**What to do**: Give the data again exactly as written, without any of its pictures.

**Records for the exercise**:
=======

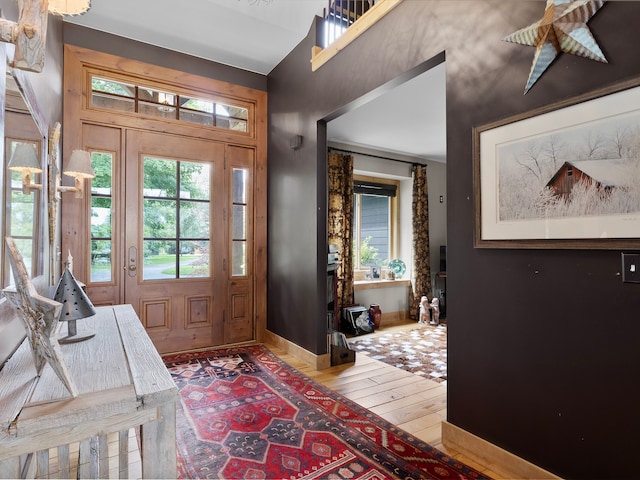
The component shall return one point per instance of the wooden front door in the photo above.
(176, 239)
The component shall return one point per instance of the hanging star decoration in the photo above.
(40, 316)
(563, 28)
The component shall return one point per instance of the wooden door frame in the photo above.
(78, 62)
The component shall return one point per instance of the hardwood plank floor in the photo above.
(414, 403)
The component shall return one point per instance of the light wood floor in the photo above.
(414, 403)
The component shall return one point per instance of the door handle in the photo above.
(133, 262)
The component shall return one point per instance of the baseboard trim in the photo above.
(319, 362)
(487, 454)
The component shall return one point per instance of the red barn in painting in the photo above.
(604, 174)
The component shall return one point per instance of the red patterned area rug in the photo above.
(244, 413)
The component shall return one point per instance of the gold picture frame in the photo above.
(563, 176)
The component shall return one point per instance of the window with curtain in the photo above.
(374, 221)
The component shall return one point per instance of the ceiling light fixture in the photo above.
(79, 167)
(69, 7)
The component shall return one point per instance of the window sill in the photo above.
(370, 284)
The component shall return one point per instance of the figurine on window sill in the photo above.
(424, 310)
(435, 311)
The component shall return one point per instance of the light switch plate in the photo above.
(631, 267)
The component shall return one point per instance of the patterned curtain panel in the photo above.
(340, 221)
(421, 281)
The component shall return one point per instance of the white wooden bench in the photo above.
(122, 384)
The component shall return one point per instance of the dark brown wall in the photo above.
(543, 344)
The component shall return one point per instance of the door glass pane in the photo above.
(101, 265)
(239, 266)
(176, 227)
(159, 260)
(194, 219)
(160, 219)
(21, 215)
(239, 222)
(160, 178)
(239, 185)
(194, 259)
(195, 180)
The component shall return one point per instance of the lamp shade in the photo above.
(79, 165)
(75, 303)
(25, 159)
(69, 7)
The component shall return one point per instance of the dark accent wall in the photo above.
(143, 52)
(543, 344)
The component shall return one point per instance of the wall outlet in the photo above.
(631, 267)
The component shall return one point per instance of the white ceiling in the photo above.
(409, 120)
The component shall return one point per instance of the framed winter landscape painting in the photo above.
(563, 176)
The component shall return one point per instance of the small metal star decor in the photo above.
(40, 316)
(563, 28)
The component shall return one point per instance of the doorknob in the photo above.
(133, 261)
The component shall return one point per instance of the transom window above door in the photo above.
(162, 103)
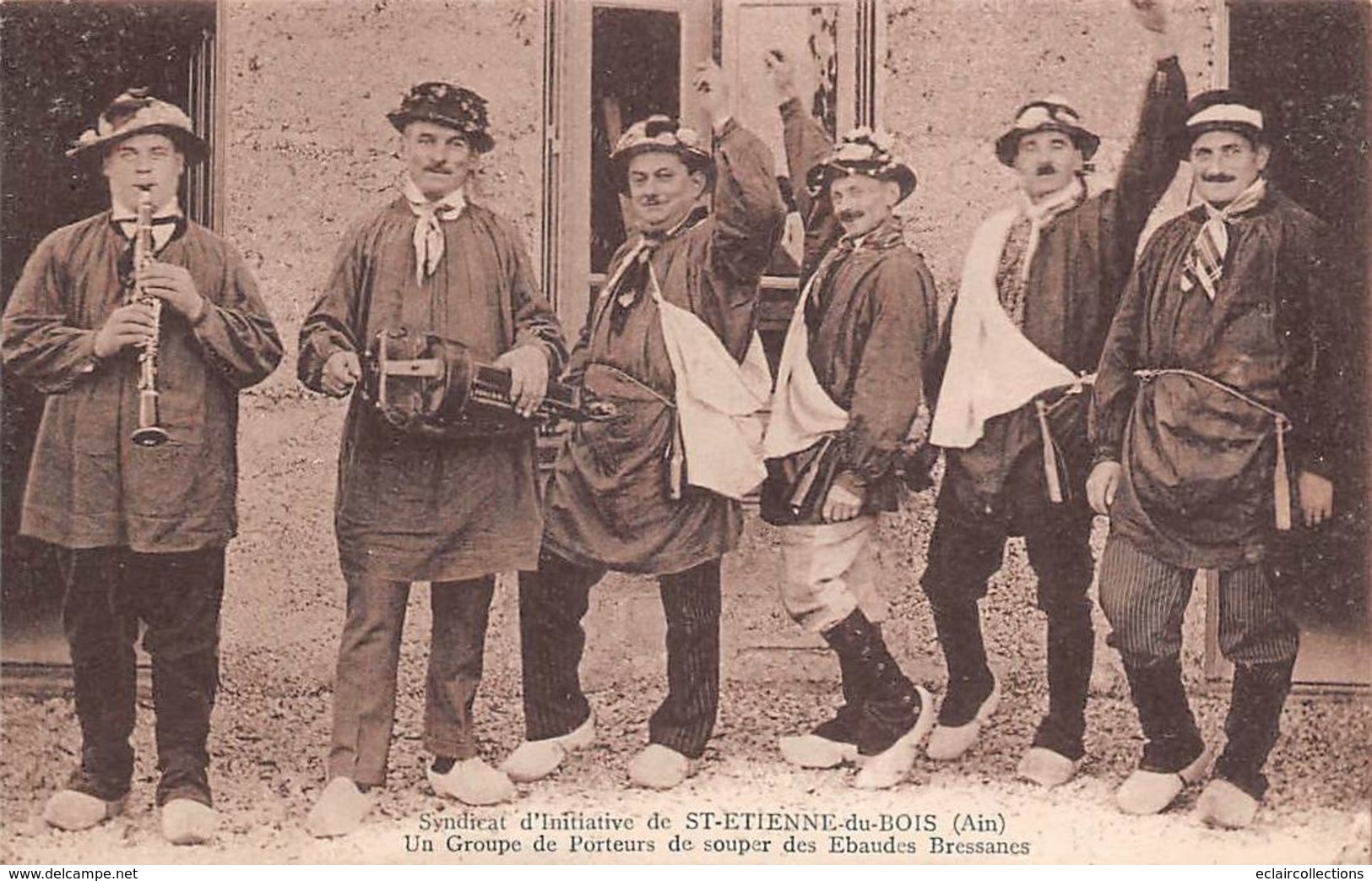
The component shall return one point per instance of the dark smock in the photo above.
(424, 509)
(89, 486)
(1196, 489)
(871, 321)
(608, 504)
(1076, 275)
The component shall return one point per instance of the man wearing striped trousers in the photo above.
(1212, 404)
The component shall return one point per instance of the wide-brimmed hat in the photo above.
(1046, 114)
(138, 113)
(1224, 110)
(862, 151)
(446, 105)
(659, 133)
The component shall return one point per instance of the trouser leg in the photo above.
(100, 628)
(552, 603)
(1261, 639)
(1060, 559)
(962, 559)
(364, 693)
(829, 574)
(461, 612)
(691, 606)
(180, 595)
(1145, 600)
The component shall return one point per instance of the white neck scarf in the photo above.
(428, 232)
(1043, 213)
(127, 221)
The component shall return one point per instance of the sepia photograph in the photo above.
(720, 432)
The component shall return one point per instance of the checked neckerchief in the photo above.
(1205, 263)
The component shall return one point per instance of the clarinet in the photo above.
(149, 431)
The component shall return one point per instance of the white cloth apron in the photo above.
(994, 368)
(719, 402)
(801, 411)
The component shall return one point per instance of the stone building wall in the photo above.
(309, 151)
(957, 70)
(307, 84)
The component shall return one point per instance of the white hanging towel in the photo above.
(994, 368)
(801, 411)
(719, 402)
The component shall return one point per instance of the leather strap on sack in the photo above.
(1280, 424)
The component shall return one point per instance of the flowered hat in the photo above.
(659, 133)
(1046, 114)
(138, 113)
(862, 151)
(450, 106)
(1224, 110)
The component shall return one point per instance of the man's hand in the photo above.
(781, 73)
(713, 92)
(175, 286)
(1316, 497)
(843, 503)
(340, 373)
(127, 325)
(529, 378)
(1102, 486)
(1152, 14)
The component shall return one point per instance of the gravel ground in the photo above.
(270, 726)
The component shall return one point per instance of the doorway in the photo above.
(1306, 65)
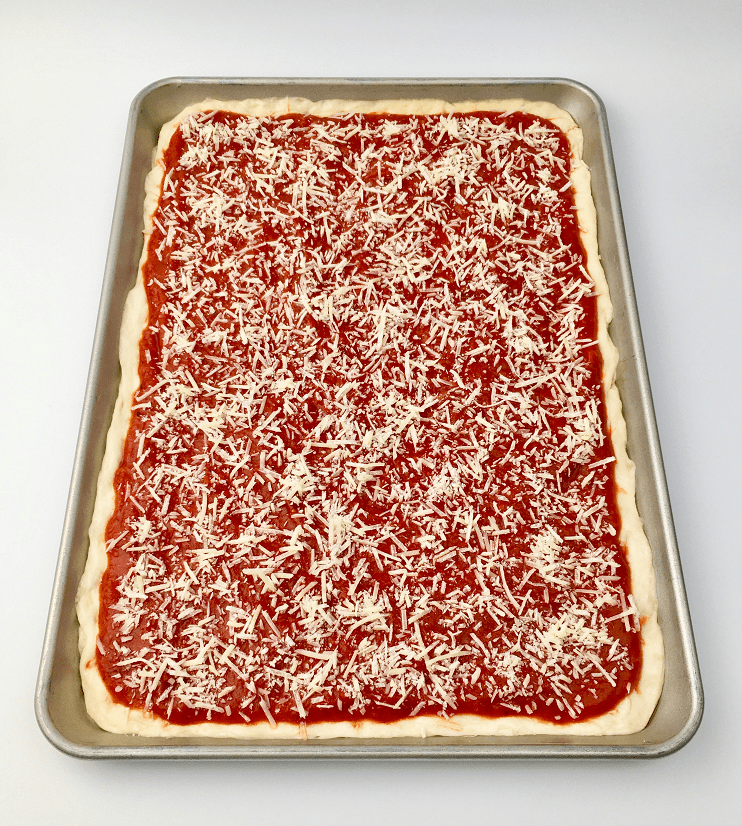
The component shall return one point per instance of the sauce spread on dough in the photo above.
(367, 474)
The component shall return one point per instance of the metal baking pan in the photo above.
(60, 709)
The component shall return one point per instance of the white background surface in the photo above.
(670, 75)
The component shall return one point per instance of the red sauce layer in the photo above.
(367, 473)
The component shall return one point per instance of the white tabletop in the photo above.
(669, 74)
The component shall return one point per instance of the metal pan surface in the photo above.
(59, 705)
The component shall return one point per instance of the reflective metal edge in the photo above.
(59, 703)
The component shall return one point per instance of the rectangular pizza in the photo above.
(367, 471)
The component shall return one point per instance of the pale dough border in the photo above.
(631, 715)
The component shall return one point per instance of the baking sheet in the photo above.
(59, 703)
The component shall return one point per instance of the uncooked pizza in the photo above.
(367, 471)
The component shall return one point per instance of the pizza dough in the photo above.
(630, 714)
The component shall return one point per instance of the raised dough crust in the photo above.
(631, 715)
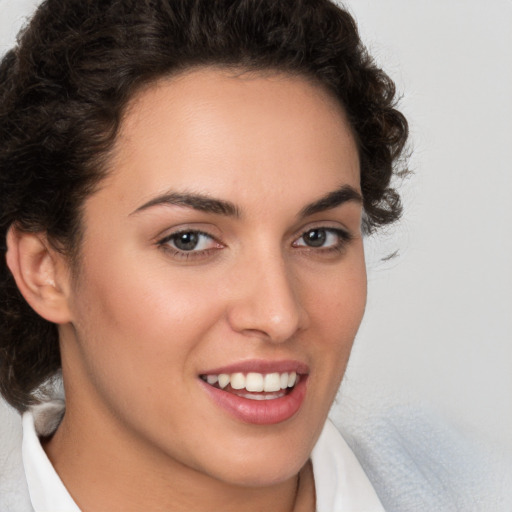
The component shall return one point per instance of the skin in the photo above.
(140, 321)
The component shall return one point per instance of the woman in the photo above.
(184, 189)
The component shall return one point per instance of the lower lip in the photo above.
(260, 412)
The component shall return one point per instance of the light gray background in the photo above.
(439, 319)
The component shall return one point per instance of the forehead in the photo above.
(212, 131)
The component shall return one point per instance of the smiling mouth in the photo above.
(254, 386)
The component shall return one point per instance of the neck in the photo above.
(105, 471)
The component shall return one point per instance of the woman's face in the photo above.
(221, 255)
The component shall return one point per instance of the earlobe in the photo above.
(40, 273)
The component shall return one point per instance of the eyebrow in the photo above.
(208, 204)
(332, 200)
(199, 202)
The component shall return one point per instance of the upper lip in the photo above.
(261, 366)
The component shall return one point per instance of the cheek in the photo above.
(141, 322)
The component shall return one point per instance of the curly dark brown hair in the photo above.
(64, 87)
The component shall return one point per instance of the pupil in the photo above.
(186, 241)
(315, 237)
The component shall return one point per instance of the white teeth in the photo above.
(255, 382)
(268, 396)
(212, 379)
(238, 380)
(223, 380)
(272, 383)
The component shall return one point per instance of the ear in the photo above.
(41, 273)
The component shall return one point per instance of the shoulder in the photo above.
(14, 495)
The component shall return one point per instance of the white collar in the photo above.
(47, 492)
(340, 482)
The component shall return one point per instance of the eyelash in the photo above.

=======

**Written reply**:
The component shall return one point per instance of the wooden front door in the photo above.
(176, 239)
The component shall return one point per instance of the hanging star decoration in the photo above.
(40, 316)
(563, 28)
The component shall return one point per instance of the wooden door frame in the photo above.
(78, 62)
The component shall return one point per instance of the hardwood plank floor in the photo above.
(414, 403)
The component shall return one point per instance of the light wood floor in the photo above.
(414, 403)
The component shall return one point per instance of the door handle in the photo above.
(133, 262)
The component shall return one point per instance of the baseboard trim in the photo above.
(319, 362)
(487, 454)
The component shall return one point per instance of the red barn in painting in the photo above.
(604, 174)
The component shall return one point per instance of the red patterned area rug in the photo above.
(244, 413)
The component shall return one point per instance of the gold picture frame in the photo above.
(563, 176)
The component shall return one point per instance of the window with curtain in the photo above.
(374, 221)
The component shall return one point per instance of the ceiling light fixture in the photo above.
(79, 167)
(69, 7)
The component shall return one point per instance of the window sill in the photo above.
(370, 284)
The component shall return one point per instance of the figurine on window sill in the photo above.
(424, 310)
(435, 311)
The component shall return one point per instance of the light switch plate in the photo above.
(631, 267)
The component shall return one point per instance of the patterned curtain panel in the photo above.
(340, 221)
(421, 281)
The component shall return one point per instance of the white wooden bench in the photo above.
(122, 384)
The component shall return one point per instance of the dark brown wall in the photo above.
(543, 344)
The component shall return one point per instance of the door glass pane in the photo above.
(101, 265)
(239, 266)
(176, 227)
(159, 260)
(194, 219)
(160, 219)
(21, 215)
(239, 222)
(160, 178)
(239, 185)
(194, 259)
(195, 180)
The component shall return one point per instance of the lamp shade in the photo above.
(79, 165)
(75, 303)
(25, 159)
(69, 7)
The component shall return one point per instance of the dark accent wall in the photo above.
(143, 52)
(543, 344)
The component shall return one point per instance of the wall outlet in the photo above.
(631, 267)
The component shall return one point per instance of the white ceiling in the photo above.
(409, 120)
The component shall return one point per instance of the framed winter landscape painting in the photo above.
(563, 176)
The component shall return one point per instance of the small metal star decor in the photo above.
(40, 316)
(563, 28)
The component shall return one point per instance of the doorknob in the photo above.
(133, 261)
The component shall return one point per instance of the transom window above door in the photo above.
(162, 103)
The component shall return one point per instance of the dark smock in the photo above.
(424, 509)
(89, 486)
(1196, 489)
(871, 321)
(608, 504)
(1076, 275)
The component shall return one point per instance of the man wearing striped trousers in the photo above.
(1212, 404)
The component shall return one point per instance of the wide-brimmed hat in the photo above.
(1046, 114)
(138, 113)
(1224, 110)
(862, 151)
(446, 105)
(659, 133)
The component shall return one point per instance of the trouser leg in the photo above.
(100, 628)
(552, 603)
(1261, 639)
(1060, 559)
(962, 559)
(364, 693)
(829, 574)
(461, 612)
(691, 606)
(180, 595)
(1145, 600)
The component shall return one point per instance of the white neck scarf in the photo above.
(428, 232)
(1043, 213)
(127, 221)
The component shall return one point per instance of the sepia photograph in the photo above.
(720, 432)
The component shall return one point per instance of the checked neckerchief in the photo above.
(1205, 263)
The component shall return one point per instance of the clarinet in the photo above.
(149, 431)
The component shall return one point per instance of the white cloth apron in the photo above.
(994, 368)
(719, 402)
(801, 411)
The component shall return one point per instance of the stone building wall in the photo above.
(309, 151)
(957, 70)
(307, 84)
The component shall return one point per instance of the white hanging towel in the photo above.
(994, 368)
(801, 411)
(719, 402)
The component shall return one point per instance of the leather strap on sack in the photo above.
(1280, 424)
The component shall return one point per instance of the flowered hat in the photo above.
(659, 133)
(1046, 114)
(138, 113)
(862, 151)
(450, 106)
(1224, 110)
The component shall return one point per instance of the man's hand in the photo above.
(781, 73)
(713, 92)
(175, 286)
(1316, 497)
(843, 503)
(340, 373)
(127, 325)
(529, 378)
(1102, 486)
(1152, 14)
The component shall return one point per instance of the gravel ground in the photo above.
(270, 726)
The component shall return one point per instance of the doorway in the photo above.
(1306, 65)
The component shall return one point per instance of the sauce spread on dough in the photo above.
(367, 474)
The component shall return one point per instance of the metal baking pan in the photo above.
(60, 709)
The component shall return one point per instance of the white background surface in the photo above.
(670, 75)
The component shall return one point per instance of the red sauce layer in the photo above.
(367, 473)
The component shall return one point per instance of the white tabletop in the photo above.
(669, 74)
The component shall return one point per instance of the metal pan surface in the photo above.
(59, 705)
The component shall return one point per instance of the reflective metal edge in the photo above.
(59, 703)
The component shall return one point per instance of the rectangular pizza in the photo above.
(367, 471)
The component shall return one point per instance of the pale dough border in the photo above.
(631, 715)
The component shall return one point per instance of the baking sheet in the photo above.
(59, 703)
The component shall return one point per instance of the uncooked pizza in the photo above.
(367, 471)
The component shall return one point per instance of the pizza dough in the photo above.
(630, 714)
The component shall return one point per instance of the raised dough crust in the photo above.
(631, 715)
The component shall return one point per instance of the skin in the photo above.
(140, 321)
The component shall return one point per instance of the woman in the photo above.
(184, 189)
The component shall return one point per instance of the lower lip in the photo above.
(260, 412)
The component shall return one point per instance of the light gray background in the photo above.
(439, 319)
The component shall return one point per instance of the forehead in the photo above.
(212, 131)
The component shall return one point per instance of the smiling mouth in the photo above.
(254, 386)
The component shall return one point per instance of the neck in the photo above.
(105, 471)
The component shall return one point per instance of the woman's face in the photo above.
(221, 255)
The component shall return one point per instance of the earlobe in the photo above.
(40, 273)
The component shall return one point per instance of the eyebrow in the photo above.
(208, 204)
(332, 200)
(199, 202)
The component shall return one point per instance of the upper lip in the photo above.
(261, 366)
The component shall return one point per instance of the cheek in the photo above.
(141, 322)
The component shall return one point per instance of the curly dark brown hair in the photo above.
(64, 87)
The component shall return one point per instance of the pupil in the photo above.
(186, 241)
(315, 237)
The component shall return one point per instance of the white teeth in the photo above.
(255, 382)
(268, 396)
(212, 379)
(238, 380)
(223, 380)
(272, 383)
The component shall return one point per instance of the ear in the photo above.
(41, 273)
The component shall return one point per instance of the shoulder in the photo above.
(14, 495)
The component shall return one point per instance of the white collar in the photo above.
(47, 492)
(340, 482)
The component shall return one point per instance of the eyelash in the photo above.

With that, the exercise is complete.